[EXERCISE GOAL] Write out the listing word for word, starting at the line that contains "of the fingers" and continuing down to the line that contains "[(288, 337)]", including both of those lines and nothing else.

[ENTRIES SUPPLIED]
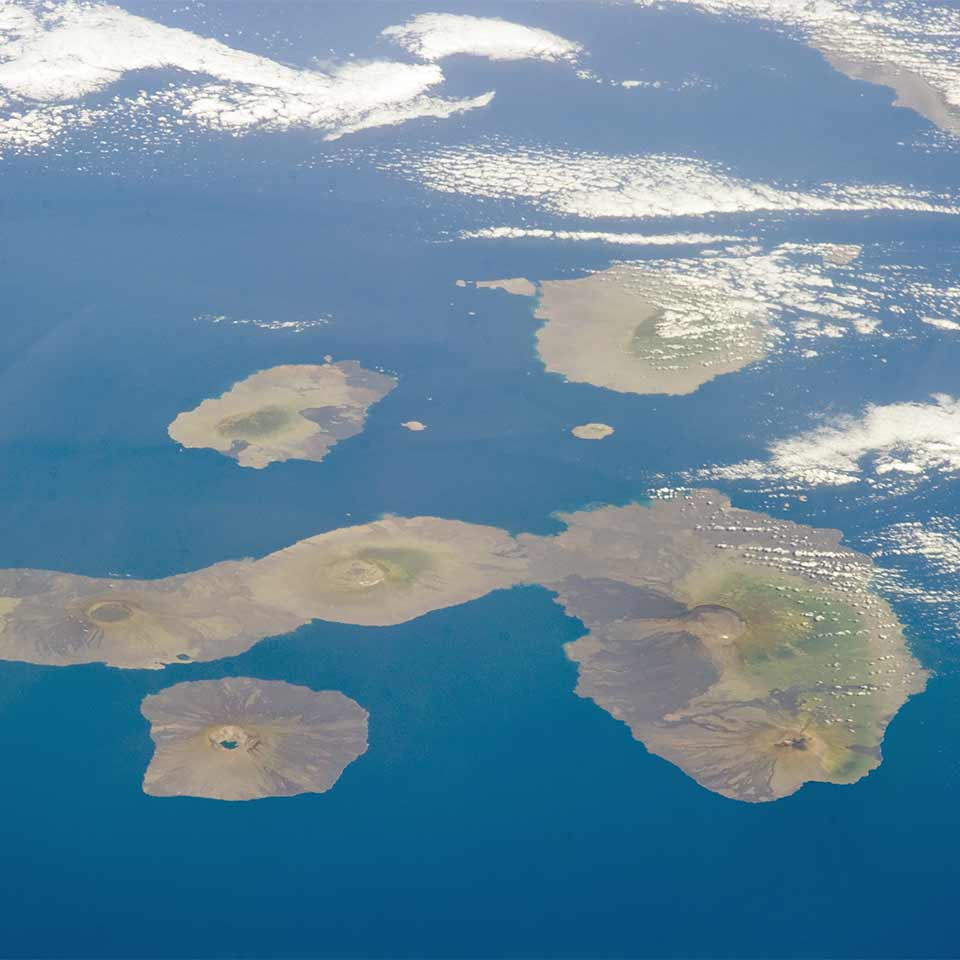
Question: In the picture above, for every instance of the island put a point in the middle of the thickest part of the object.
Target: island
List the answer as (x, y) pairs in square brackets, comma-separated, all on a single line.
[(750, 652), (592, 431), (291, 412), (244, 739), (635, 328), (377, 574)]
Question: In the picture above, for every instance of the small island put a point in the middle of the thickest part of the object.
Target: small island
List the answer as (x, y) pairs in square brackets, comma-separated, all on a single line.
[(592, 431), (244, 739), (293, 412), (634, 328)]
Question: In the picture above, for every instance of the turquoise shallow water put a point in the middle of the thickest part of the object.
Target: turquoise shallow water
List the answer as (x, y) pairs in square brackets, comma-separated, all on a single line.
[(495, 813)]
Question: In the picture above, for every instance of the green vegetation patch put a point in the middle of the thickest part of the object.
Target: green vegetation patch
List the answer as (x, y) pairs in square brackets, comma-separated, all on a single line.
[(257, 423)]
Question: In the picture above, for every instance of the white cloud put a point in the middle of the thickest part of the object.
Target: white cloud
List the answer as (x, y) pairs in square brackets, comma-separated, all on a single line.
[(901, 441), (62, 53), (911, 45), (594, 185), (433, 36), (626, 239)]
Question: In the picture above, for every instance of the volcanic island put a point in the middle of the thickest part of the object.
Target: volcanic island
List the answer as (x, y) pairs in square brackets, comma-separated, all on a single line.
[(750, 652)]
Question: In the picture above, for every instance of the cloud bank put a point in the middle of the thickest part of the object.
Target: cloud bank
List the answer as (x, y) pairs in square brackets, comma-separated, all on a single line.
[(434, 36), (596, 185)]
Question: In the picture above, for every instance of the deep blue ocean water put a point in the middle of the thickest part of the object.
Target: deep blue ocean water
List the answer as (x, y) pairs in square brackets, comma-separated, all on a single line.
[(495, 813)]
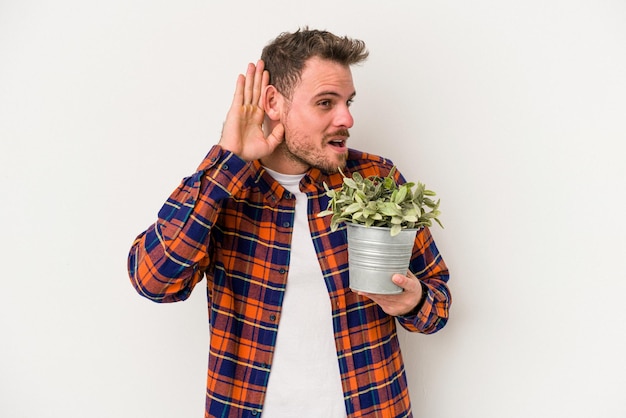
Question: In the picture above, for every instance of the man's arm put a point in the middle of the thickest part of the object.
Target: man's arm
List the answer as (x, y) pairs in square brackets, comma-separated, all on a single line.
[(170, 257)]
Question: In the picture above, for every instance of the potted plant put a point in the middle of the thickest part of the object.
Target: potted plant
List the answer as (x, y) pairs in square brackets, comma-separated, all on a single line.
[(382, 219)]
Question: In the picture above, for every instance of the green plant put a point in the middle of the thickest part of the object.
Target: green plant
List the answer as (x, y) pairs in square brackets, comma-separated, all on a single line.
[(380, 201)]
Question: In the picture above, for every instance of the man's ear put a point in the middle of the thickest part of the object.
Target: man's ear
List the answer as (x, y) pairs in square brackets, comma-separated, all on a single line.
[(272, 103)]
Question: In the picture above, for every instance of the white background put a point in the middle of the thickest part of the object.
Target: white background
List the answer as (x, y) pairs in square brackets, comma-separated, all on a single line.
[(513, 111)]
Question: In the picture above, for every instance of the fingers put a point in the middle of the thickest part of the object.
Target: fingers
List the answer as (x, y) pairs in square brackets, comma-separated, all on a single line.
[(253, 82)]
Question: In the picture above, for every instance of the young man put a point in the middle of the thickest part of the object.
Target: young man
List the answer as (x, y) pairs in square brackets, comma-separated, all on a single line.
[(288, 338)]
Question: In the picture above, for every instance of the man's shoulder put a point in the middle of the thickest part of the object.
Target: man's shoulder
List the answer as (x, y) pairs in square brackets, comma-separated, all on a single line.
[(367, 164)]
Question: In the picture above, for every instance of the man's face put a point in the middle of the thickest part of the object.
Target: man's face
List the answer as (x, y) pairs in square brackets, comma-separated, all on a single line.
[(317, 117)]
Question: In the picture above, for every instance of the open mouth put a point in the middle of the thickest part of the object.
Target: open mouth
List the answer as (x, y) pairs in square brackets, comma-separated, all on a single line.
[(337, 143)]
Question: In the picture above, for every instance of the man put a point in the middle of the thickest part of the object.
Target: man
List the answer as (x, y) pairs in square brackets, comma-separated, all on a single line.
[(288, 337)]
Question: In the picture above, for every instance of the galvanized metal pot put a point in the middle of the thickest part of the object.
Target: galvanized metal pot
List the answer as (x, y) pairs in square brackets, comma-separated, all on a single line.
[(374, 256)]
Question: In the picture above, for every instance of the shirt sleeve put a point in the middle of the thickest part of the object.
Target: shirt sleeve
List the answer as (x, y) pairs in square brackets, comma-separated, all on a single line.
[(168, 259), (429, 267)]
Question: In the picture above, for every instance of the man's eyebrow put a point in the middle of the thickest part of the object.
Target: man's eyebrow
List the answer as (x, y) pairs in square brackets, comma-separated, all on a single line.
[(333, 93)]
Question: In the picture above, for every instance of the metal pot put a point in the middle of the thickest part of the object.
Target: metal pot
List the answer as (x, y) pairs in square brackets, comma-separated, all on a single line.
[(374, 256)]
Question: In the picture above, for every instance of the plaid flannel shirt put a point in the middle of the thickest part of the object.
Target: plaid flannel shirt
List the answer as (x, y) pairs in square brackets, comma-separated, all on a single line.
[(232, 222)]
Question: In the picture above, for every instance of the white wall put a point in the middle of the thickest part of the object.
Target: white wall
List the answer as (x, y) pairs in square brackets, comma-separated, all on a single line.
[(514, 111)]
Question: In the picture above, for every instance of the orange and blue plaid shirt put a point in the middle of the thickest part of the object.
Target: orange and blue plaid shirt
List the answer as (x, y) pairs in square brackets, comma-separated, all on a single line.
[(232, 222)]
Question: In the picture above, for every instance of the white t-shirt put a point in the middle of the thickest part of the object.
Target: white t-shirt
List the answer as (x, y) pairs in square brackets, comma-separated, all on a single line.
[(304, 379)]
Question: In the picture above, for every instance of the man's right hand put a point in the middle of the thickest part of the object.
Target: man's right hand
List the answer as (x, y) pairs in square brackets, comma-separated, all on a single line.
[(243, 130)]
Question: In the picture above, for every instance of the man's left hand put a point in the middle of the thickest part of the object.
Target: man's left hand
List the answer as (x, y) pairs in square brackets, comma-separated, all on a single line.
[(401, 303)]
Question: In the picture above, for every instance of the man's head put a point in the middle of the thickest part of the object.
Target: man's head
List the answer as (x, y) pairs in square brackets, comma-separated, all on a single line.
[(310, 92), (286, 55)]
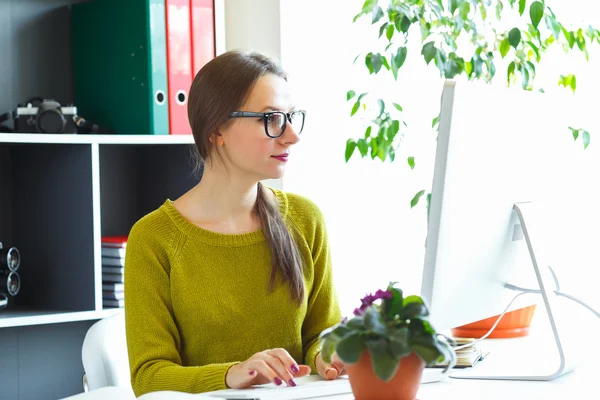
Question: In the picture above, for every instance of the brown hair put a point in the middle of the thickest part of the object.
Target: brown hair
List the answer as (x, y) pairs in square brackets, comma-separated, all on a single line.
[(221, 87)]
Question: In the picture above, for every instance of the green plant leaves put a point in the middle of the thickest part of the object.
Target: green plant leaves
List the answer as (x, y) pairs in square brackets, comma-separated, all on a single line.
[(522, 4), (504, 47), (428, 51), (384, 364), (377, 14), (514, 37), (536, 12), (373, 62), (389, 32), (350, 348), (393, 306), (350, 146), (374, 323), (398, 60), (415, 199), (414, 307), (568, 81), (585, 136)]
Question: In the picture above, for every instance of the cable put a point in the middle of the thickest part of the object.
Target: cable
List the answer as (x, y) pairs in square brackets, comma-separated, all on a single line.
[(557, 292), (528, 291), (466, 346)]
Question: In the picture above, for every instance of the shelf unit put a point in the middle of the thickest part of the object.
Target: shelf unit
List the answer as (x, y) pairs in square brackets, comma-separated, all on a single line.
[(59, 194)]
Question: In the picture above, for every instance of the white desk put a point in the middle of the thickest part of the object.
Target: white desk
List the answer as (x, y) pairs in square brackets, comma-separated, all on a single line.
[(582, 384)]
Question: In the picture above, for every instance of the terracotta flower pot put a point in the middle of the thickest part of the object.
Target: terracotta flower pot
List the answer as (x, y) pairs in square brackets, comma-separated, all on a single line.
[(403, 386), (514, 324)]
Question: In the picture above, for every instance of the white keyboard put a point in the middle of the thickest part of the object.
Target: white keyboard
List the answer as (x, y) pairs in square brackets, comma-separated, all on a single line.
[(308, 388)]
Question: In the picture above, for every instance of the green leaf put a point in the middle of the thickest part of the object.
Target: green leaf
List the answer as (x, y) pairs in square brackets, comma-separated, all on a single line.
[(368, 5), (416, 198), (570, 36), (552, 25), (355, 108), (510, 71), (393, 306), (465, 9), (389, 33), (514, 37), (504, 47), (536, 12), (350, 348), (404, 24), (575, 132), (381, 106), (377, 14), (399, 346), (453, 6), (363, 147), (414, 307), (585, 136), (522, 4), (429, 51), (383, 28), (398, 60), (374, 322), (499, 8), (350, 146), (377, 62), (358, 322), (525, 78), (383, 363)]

--

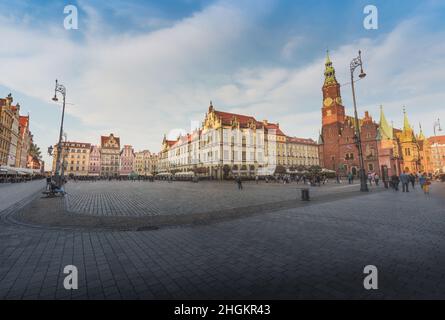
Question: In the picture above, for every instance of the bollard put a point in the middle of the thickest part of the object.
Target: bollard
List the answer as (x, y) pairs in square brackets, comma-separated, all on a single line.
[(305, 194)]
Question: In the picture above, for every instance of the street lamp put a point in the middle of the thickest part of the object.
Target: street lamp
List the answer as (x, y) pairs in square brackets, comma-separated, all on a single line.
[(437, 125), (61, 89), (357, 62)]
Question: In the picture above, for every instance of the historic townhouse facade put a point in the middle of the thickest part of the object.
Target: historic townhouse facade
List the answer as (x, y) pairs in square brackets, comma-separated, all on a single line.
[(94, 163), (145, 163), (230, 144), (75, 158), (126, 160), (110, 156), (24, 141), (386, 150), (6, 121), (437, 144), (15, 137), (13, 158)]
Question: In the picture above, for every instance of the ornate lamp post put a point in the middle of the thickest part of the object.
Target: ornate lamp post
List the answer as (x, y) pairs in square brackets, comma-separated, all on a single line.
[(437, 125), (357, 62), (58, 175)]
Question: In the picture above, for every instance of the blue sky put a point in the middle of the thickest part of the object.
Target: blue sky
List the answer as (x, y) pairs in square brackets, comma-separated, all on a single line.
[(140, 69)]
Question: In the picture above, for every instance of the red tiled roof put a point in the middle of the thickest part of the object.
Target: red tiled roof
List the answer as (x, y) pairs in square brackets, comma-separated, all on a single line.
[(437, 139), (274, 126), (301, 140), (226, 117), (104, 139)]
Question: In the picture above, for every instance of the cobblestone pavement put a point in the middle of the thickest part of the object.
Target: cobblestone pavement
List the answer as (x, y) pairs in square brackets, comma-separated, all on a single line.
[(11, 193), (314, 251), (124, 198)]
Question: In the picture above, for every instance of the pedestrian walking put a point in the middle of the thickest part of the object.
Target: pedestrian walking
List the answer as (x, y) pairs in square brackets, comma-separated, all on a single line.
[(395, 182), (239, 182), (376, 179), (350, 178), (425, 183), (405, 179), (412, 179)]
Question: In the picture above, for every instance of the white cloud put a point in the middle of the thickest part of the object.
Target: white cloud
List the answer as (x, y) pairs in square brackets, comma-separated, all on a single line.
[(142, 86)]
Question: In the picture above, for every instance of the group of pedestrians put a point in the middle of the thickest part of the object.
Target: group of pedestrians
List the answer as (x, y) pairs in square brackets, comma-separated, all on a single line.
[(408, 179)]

[EXERCISE SOLUTION]
Question: In the picture above, for every instance of the fingers put a point in the middle of the thickest part of the object.
Target: fingers
List the answer as (x, y) pairs in square brackets, comma-separated, all on a single line.
[(253, 82)]
Question: In the picture above, for every instance of the young man put a point in the middle of the thickest part of the object.
Target: young man
List the answer as (x, y) pairs in square brackets, comma-separated, all on a single line.
[(288, 338)]
Question: In the picture above, for every instance of the man's shoulder put a point in the middle of the thickest part of the object.
Target: man's shoulder
List the answer as (x, y) pairs in square brackets, comma-separated, all on a single line.
[(367, 164)]
Question: In the picture above, for every instance of the man's face put a point in the middle of the thickest part of the object.
Target: man's face
List the answer as (x, y) pairs in square brackets, comma-separated, all on a single line.
[(317, 117)]
Question: In the picture above, for every instance of the open mouth put a point in the middle of the thickest part of the object.
Target: open mouth
List the answer as (x, y) pairs in square brackets, comma-separated, all on a single line.
[(337, 143)]
Question: In the picture above, for every instance of the man put a point in the middle of the thickest part of the object.
Target: man
List the answer as (x, y) pairs in square brackets, comma-separated, all on a single line.
[(288, 337)]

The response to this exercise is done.